Material provided ::
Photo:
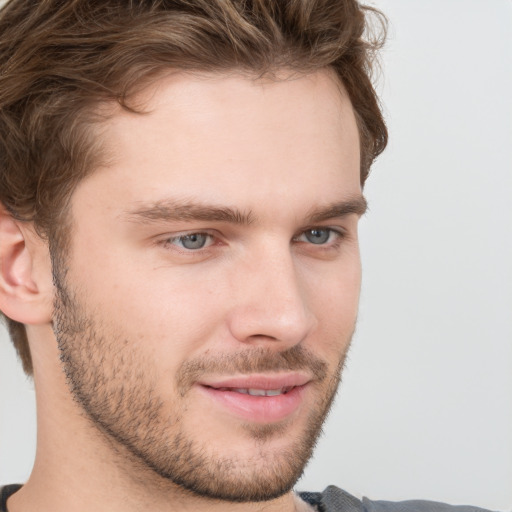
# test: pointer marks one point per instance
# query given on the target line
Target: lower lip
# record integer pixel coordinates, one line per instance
(258, 409)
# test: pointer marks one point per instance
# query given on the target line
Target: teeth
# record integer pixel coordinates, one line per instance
(273, 392)
(258, 392)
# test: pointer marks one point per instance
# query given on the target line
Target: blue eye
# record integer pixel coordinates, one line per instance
(193, 241)
(318, 235)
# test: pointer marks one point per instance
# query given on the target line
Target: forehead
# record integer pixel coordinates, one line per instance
(233, 139)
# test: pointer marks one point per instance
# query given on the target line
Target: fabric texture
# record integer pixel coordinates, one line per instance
(333, 499)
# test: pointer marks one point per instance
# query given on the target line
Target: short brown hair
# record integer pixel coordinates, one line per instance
(61, 58)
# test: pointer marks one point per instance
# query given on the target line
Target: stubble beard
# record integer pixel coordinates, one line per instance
(113, 386)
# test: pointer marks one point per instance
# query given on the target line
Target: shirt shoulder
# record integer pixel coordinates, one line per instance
(334, 499)
(5, 492)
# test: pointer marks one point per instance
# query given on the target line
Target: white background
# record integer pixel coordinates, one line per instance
(425, 409)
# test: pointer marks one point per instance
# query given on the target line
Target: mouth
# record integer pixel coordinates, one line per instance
(259, 399)
(258, 392)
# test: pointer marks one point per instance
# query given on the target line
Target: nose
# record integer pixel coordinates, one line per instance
(270, 302)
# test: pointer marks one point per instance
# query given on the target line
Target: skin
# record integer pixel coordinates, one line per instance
(141, 321)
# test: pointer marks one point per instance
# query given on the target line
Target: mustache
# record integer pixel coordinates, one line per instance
(257, 360)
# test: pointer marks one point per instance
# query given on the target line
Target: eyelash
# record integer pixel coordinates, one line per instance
(338, 235)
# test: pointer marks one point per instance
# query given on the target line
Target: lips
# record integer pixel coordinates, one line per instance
(259, 392)
(258, 398)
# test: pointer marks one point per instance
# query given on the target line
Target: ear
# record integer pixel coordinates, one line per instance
(26, 289)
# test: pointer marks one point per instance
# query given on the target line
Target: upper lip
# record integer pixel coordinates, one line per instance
(259, 381)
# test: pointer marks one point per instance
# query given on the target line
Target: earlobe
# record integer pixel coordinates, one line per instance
(25, 293)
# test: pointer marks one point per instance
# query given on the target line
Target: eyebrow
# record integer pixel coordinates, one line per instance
(183, 211)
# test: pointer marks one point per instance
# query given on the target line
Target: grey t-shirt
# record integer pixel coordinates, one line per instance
(332, 499)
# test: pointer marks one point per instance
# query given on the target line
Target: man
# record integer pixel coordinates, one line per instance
(181, 184)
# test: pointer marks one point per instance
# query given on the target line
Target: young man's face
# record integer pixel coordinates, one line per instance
(213, 262)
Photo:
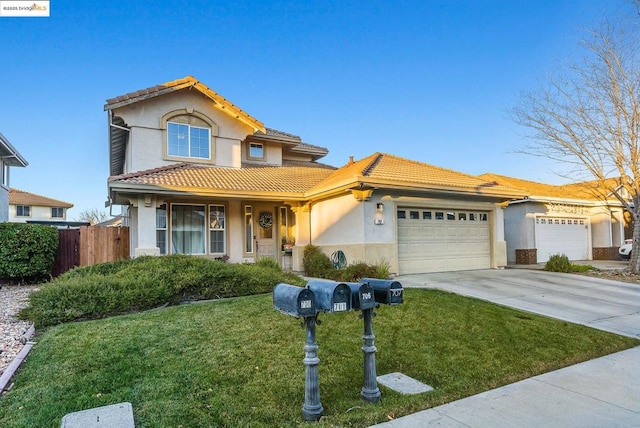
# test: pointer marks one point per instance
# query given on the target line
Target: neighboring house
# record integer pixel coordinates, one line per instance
(577, 220)
(197, 175)
(25, 207)
(8, 157)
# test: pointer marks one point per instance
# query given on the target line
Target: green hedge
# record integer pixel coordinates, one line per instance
(143, 283)
(318, 265)
(27, 251)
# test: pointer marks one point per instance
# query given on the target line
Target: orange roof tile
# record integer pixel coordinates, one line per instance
(186, 82)
(20, 197)
(292, 179)
(384, 169)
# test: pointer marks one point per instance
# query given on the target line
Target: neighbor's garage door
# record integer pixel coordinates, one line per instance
(436, 240)
(557, 235)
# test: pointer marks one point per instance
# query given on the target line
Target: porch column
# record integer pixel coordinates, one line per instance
(146, 221)
(302, 234)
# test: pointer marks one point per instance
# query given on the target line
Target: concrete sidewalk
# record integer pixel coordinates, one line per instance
(604, 392)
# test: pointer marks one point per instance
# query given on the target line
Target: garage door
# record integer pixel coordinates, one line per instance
(437, 240)
(557, 235)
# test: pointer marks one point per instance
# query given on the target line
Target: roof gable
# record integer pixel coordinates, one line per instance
(9, 154)
(20, 197)
(587, 190)
(384, 170)
(185, 83)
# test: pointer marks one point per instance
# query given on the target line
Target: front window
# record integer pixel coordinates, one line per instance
(256, 150)
(23, 211)
(217, 227)
(188, 141)
(57, 212)
(188, 229)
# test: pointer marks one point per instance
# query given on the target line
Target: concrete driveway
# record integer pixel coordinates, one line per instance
(598, 393)
(606, 305)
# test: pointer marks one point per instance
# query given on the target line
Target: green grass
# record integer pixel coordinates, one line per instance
(238, 362)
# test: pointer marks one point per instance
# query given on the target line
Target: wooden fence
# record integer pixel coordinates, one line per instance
(90, 245)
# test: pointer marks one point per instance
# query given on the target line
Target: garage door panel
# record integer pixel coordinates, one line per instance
(455, 242)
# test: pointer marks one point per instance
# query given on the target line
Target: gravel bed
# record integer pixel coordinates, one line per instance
(12, 299)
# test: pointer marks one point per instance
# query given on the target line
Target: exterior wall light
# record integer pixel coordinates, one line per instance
(379, 217)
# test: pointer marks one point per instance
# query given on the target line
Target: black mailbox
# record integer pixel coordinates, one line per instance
(294, 301)
(331, 296)
(386, 291)
(362, 296)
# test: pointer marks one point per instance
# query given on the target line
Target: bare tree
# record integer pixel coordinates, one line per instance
(588, 118)
(92, 216)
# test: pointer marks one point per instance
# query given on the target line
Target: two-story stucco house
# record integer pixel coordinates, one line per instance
(195, 174)
(26, 207)
(580, 220)
(9, 157)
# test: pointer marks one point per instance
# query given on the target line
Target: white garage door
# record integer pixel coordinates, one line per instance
(437, 240)
(558, 235)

Work instructions ::
Which lines above contain the word "garage"? Gather every one of them, copied in full.

Problem solution ::
Target: neighbor's garage door
Target: garage door
Target: garage door panel
Target: white garage door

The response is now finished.